EXERCISE:
Copy the lines word for word, beginning at the line that contains "seg: tree line" and stopping after the line that contains "M 155 201 L". Include both of those lines and nothing beyond them.

RAW RECORDS:
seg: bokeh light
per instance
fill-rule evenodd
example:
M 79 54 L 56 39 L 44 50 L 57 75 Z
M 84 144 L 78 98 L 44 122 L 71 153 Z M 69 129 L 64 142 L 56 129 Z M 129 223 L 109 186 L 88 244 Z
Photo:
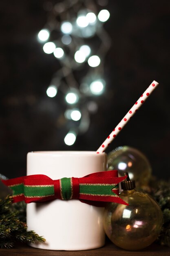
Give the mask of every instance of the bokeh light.
M 49 39 L 50 36 L 49 30 L 46 29 L 42 29 L 38 34 L 38 38 L 40 41 L 44 42 Z
M 91 67 L 97 67 L 100 63 L 100 59 L 97 55 L 91 56 L 88 59 L 88 64 Z
M 73 26 L 69 21 L 64 21 L 61 26 L 61 30 L 65 34 L 70 34 L 72 31 Z
M 54 52 L 54 55 L 55 58 L 62 58 L 64 54 L 64 53 L 63 50 L 62 48 L 60 48 L 60 47 L 56 48 Z
M 57 88 L 55 85 L 50 85 L 46 90 L 46 94 L 49 97 L 53 98 L 57 93 Z
M 71 112 L 71 118 L 74 121 L 78 121 L 81 118 L 82 114 L 79 110 L 73 110 Z
M 90 89 L 93 94 L 99 95 L 102 94 L 103 91 L 104 86 L 103 83 L 100 80 L 96 80 L 92 82 L 90 85 Z
M 74 92 L 68 92 L 66 96 L 66 100 L 69 104 L 74 104 L 78 100 L 78 95 Z
M 53 52 L 55 49 L 55 45 L 52 42 L 46 43 L 43 46 L 44 52 L 49 54 Z
M 75 55 L 75 61 L 78 63 L 82 63 L 86 60 L 86 55 L 82 51 L 77 51 Z
M 75 133 L 73 132 L 69 132 L 64 138 L 64 142 L 68 146 L 73 145 L 76 139 L 76 136 Z
M 110 13 L 107 10 L 102 10 L 98 15 L 98 18 L 102 22 L 105 22 L 110 17 Z

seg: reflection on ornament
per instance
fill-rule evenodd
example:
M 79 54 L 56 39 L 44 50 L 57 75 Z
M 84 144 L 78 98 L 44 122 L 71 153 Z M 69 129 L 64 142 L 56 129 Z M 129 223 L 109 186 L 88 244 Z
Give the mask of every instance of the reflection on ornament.
M 128 172 L 137 187 L 147 186 L 152 168 L 146 157 L 140 151 L 128 146 L 118 147 L 108 155 L 108 170 L 117 170 L 120 176 Z
M 126 179 L 127 180 L 127 179 Z M 139 250 L 150 245 L 157 238 L 162 225 L 162 212 L 148 194 L 134 189 L 129 181 L 121 188 L 119 196 L 129 204 L 109 203 L 104 214 L 104 227 L 108 237 L 116 245 L 126 250 Z M 127 186 L 126 182 L 130 182 Z

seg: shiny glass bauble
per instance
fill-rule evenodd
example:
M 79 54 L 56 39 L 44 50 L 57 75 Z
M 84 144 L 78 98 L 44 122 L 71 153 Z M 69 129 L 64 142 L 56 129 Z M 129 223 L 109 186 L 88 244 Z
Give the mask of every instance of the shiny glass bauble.
M 150 245 L 159 234 L 162 213 L 148 194 L 132 190 L 123 191 L 120 197 L 129 205 L 109 203 L 104 214 L 106 233 L 116 245 L 135 250 Z
M 108 170 L 117 170 L 119 176 L 128 172 L 137 188 L 147 186 L 152 168 L 149 161 L 139 150 L 128 146 L 117 148 L 108 154 Z

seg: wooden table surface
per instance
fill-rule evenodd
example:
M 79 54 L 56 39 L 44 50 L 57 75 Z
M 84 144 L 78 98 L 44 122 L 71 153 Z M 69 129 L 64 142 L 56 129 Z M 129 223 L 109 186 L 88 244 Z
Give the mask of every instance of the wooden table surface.
M 0 249 L 0 256 L 167 256 L 170 248 L 153 243 L 140 251 L 126 251 L 110 242 L 102 248 L 88 251 L 52 251 L 38 249 L 24 244 L 20 244 L 11 249 Z

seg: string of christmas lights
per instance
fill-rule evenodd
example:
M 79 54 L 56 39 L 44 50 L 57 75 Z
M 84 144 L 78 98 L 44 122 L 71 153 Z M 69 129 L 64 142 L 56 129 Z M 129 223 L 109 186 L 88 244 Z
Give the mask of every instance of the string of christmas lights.
M 74 121 L 64 138 L 68 146 L 74 144 L 78 134 L 88 130 L 90 114 L 97 110 L 95 97 L 104 92 L 104 60 L 110 40 L 104 24 L 110 13 L 106 9 L 99 11 L 101 7 L 93 0 L 57 3 L 38 35 L 44 52 L 53 54 L 61 65 L 46 94 L 53 98 L 57 97 L 59 90 L 64 92 L 65 118 Z M 82 71 L 83 75 L 78 77 L 76 74 Z

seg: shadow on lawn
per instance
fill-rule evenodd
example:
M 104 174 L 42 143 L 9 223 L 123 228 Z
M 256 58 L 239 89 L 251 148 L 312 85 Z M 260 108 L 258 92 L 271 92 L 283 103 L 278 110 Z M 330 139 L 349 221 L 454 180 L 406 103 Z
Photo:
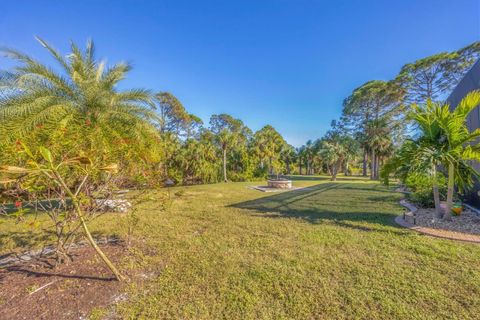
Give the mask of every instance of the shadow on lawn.
M 313 180 L 315 177 L 311 178 Z M 317 177 L 317 180 L 325 179 Z M 312 224 L 330 221 L 359 231 L 392 232 L 380 226 L 398 228 L 393 221 L 396 213 L 384 209 L 382 203 L 396 200 L 398 197 L 383 186 L 353 181 L 327 182 L 236 203 L 230 207 L 248 209 L 254 211 L 252 215 L 263 218 L 300 218 Z M 362 206 L 365 207 L 364 211 Z M 359 222 L 367 222 L 373 226 L 359 225 Z
M 83 280 L 96 280 L 96 281 L 115 281 L 114 277 L 98 277 L 98 276 L 84 276 L 76 274 L 65 274 L 65 273 L 56 273 L 56 272 L 40 272 L 35 270 L 26 269 L 20 266 L 13 266 L 5 268 L 8 272 L 21 273 L 29 277 L 58 277 L 64 279 L 83 279 Z

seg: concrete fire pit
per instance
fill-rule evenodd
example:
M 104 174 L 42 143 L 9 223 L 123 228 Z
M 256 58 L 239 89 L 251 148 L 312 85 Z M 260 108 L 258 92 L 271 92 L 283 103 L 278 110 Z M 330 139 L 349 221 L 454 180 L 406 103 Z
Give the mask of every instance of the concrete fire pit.
M 292 180 L 267 180 L 267 184 L 269 188 L 276 188 L 276 189 L 291 189 L 292 188 Z

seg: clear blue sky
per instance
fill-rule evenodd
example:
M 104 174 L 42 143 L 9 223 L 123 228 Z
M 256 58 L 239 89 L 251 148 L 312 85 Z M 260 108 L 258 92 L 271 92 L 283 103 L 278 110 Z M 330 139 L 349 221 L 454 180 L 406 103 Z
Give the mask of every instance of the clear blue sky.
M 272 124 L 299 146 L 363 82 L 478 40 L 479 2 L 11 0 L 0 3 L 0 45 L 47 62 L 34 35 L 64 52 L 93 38 L 99 57 L 134 64 L 125 86 L 171 91 L 204 121 Z

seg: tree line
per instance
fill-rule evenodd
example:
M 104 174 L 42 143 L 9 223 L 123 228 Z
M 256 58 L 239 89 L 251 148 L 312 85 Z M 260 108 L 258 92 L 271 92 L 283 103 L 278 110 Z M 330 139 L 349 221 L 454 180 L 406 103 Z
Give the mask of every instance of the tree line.
M 445 98 L 479 57 L 475 42 L 404 65 L 389 81 L 372 80 L 344 99 L 340 119 L 320 139 L 294 148 L 272 126 L 253 132 L 228 114 L 208 123 L 169 92 L 118 89 L 127 63 L 107 65 L 88 41 L 62 55 L 42 39 L 49 66 L 10 48 L 16 64 L 0 73 L 0 163 L 24 164 L 19 143 L 58 157 L 117 163 L 121 186 L 245 181 L 280 174 L 359 173 L 378 179 L 415 126 L 412 103 Z
M 297 149 L 298 172 L 358 172 L 379 179 L 381 168 L 418 133 L 414 105 L 444 100 L 480 56 L 480 42 L 405 64 L 391 80 L 367 81 L 343 101 L 340 119 L 320 139 Z M 353 168 L 352 168 L 353 167 Z

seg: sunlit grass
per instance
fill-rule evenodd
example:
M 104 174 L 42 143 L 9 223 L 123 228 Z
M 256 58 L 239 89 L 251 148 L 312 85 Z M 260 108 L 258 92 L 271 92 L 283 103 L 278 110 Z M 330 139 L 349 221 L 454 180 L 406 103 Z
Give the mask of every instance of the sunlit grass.
M 155 201 L 143 204 L 133 255 L 123 266 L 154 276 L 128 286 L 119 316 L 478 316 L 480 247 L 397 227 L 400 194 L 361 178 L 302 177 L 294 185 L 307 189 L 283 193 L 247 188 L 253 184 L 172 188 L 166 211 Z M 123 236 L 123 220 L 109 214 L 92 227 Z M 8 239 L 22 228 L 0 224 L 2 244 L 18 248 Z

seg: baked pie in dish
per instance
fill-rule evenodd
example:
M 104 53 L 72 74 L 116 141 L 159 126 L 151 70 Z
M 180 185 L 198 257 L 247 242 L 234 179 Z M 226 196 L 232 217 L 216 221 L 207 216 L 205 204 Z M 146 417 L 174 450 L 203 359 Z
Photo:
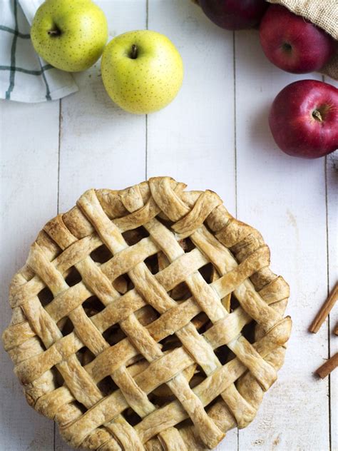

SOLUTION TO THIS PROBLEM:
seg: tree line
per instance
fill-rule evenodd
example:
M 104 174 L 42 143 L 9 223 L 123 228 Z
M 256 58 L 239 89 L 251 148 L 312 85 Z M 260 108 L 258 92 L 271 92 L 283 103 L 278 110 Z M 330 139 L 349 221 L 454 180 L 406 103 Z
Give the mask of every instance of the tree line.
M 445 98 L 479 57 L 475 42 L 404 65 L 389 81 L 372 80 L 344 99 L 340 119 L 320 139 L 294 148 L 272 126 L 253 132 L 228 114 L 208 123 L 169 92 L 118 89 L 127 63 L 107 65 L 88 41 L 62 55 L 42 39 L 49 66 L 10 48 L 16 64 L 0 73 L 0 163 L 24 164 L 19 143 L 58 157 L 117 163 L 121 186 L 245 181 L 280 174 L 359 173 L 378 179 L 415 126 L 412 103 Z
M 297 149 L 298 172 L 358 172 L 379 179 L 381 168 L 418 133 L 414 105 L 444 100 L 480 56 L 480 42 L 405 64 L 391 80 L 367 81 L 343 101 L 340 119 L 320 139 Z M 353 168 L 352 168 L 353 167 Z

seg: sunlit grass
per instance
fill-rule evenodd
example:
M 104 174 L 42 143 L 9 223 L 123 228 Z
M 256 58 L 239 89 L 251 148 L 312 85 Z M 260 108 L 258 92 L 271 92 L 283 103 L 278 110 Z M 330 139 L 349 221 L 454 180 L 406 103 Z
Give the mask of every instance of the sunlit grass.
M 155 201 L 143 204 L 133 255 L 123 266 L 154 276 L 128 286 L 119 316 L 478 316 L 480 247 L 397 227 L 400 194 L 361 178 L 302 177 L 294 185 L 307 189 L 283 193 L 247 188 L 253 184 L 172 188 L 166 211 Z M 123 236 L 123 220 L 109 214 L 92 227 Z M 8 239 L 22 228 L 0 224 L 2 244 L 18 248 Z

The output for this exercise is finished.